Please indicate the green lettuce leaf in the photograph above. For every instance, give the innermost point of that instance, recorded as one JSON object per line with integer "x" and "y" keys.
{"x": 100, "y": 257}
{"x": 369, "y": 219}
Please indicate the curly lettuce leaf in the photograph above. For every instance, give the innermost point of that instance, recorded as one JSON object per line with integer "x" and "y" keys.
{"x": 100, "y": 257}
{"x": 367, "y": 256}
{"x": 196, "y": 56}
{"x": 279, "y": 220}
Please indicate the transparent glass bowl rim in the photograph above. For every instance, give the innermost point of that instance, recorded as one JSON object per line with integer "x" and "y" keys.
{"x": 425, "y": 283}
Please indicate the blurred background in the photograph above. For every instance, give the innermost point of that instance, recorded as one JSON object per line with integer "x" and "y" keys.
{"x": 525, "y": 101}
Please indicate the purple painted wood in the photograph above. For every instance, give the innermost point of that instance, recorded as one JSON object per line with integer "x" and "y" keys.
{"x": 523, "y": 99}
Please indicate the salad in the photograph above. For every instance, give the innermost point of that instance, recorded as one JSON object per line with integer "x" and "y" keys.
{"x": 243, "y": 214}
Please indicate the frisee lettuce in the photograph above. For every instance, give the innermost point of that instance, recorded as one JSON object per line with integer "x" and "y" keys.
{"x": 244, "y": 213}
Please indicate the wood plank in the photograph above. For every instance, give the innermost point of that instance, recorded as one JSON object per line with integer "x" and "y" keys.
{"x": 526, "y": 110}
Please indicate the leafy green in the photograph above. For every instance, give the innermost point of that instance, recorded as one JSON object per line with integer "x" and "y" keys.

(WHAT THE TASK REQUIRES)
Return all of the entries above verbatim, changing nothing.

(ANSWER TO THIS EXERCISE)
Please indicate the green lettuce leaf in the photograph above. For every instance, give the innermost point of that instance, recorded as one JSON object per line with integer "x" and "y" keys.
{"x": 100, "y": 257}
{"x": 369, "y": 219}
Please indicate the curly lettuce leaf in the photograph above. For every instance, give the innermost point of that instance, recorded as one JSON object per line with integer "x" and "y" keys.
{"x": 100, "y": 257}
{"x": 367, "y": 256}
{"x": 196, "y": 56}
{"x": 279, "y": 220}
Please indicate the transparent glass bowl rim in the photograph above. For every instance, give the innermost point of that instance, recorded as one JSON object per line with integer "x" and "y" keys.
{"x": 425, "y": 283}
Please indicate the blurred background in the photograph above. For every instance, give the innermost point of that instance, recorded as one JSON object per line with integer "x" and "y" keys.
{"x": 525, "y": 101}
Please indicate the purple painted wood in the photograph above. For every instance, give the innermost point of that instance, recorded as one JSON object per line with integer "x" and "y" keys.
{"x": 523, "y": 99}
Please indicate the salad in the photograph above. For every instance, give the innermost point of that instance, recorded as one JSON object per line with integer "x" and "y" keys.
{"x": 243, "y": 214}
Please indicate the frisee lettuce in the photograph above. For every instance, give the innermost point of that instance, recorded as one JSON object per line with integer "x" and "y" keys.
{"x": 244, "y": 213}
Please indicate the wood plank in the photograph above. For every instance, give the innermost point of that instance, recorded as one JSON object per line with integer "x" and "y" keys.
{"x": 526, "y": 110}
Please indicate the leafy green in the photograph above. For every instance, give the innermost point of that instance, recorded as one JSON object per line with integer "x" and "y" keys.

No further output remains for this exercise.